* **Aufgabe**:
Womit begründet Angela Merkel im Text über die Atomdebatte im Bundestag ihre Kehrtwende in der Atompolitik?

Atomdebatte im Bundestag. Kanzlerin begründet ihren ganz persönlichen Kurswechsel

Berlin. Bundeskanzlerin Angela Merkel (CDU) hat ihre Kehrtwende in der Atompolitik ganz persönlich mit der veränderten Lage durch die Reaktorkatastrophe von Fukushima begründet. "Noch immer steigt radioaktiver Dampf in die Atmosphäre", sagte Merkel gestern im Bundestag in einer Regierungserklärung zum Atomausstieg bis 2022.

Die Ereignisse seien ein Einschnitt für die Welt, aber auch "ein Einschnitt für mich ganz persönlich", betonte die Kanzlerin. Sie habe für sich eine neue Bewertung des Restrisikos der Kernenergie vorgenommen, sagte die promovierte Physikerin. Es gehe um die Verlässlichkeit von Risikoannahmen und Wahrscheinlichkeitsanalysen. "Fukushima hat meine Haltung zur Kernenergie verändert", sagte Merkel.

* **Datenauszüge**:
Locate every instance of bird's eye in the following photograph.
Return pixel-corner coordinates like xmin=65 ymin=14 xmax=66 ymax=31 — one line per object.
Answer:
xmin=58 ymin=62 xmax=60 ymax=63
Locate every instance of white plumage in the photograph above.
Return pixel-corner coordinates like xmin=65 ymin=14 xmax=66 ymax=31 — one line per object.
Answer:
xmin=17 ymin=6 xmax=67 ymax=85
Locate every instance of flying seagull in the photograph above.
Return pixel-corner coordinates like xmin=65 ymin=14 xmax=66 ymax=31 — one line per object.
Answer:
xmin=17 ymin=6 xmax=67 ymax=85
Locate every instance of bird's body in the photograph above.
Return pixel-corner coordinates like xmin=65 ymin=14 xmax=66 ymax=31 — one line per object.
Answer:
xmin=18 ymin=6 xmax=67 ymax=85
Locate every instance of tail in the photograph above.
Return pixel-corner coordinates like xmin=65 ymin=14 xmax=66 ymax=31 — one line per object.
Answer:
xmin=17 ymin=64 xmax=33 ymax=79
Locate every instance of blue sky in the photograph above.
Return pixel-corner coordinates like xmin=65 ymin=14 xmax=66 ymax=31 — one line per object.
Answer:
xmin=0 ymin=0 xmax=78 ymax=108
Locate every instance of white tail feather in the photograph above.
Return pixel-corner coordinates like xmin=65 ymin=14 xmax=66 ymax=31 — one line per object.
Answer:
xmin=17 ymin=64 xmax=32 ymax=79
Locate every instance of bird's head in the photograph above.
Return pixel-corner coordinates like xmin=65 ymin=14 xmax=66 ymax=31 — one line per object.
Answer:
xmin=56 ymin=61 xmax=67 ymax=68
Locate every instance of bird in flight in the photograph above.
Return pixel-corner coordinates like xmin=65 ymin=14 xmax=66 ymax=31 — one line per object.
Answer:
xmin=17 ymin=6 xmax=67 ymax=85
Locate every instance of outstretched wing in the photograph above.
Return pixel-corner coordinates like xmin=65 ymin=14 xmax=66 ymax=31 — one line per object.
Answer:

* **Antwort**:
Mit der veränderten Lage durch die Reaktorkatastrophe von Fukushima.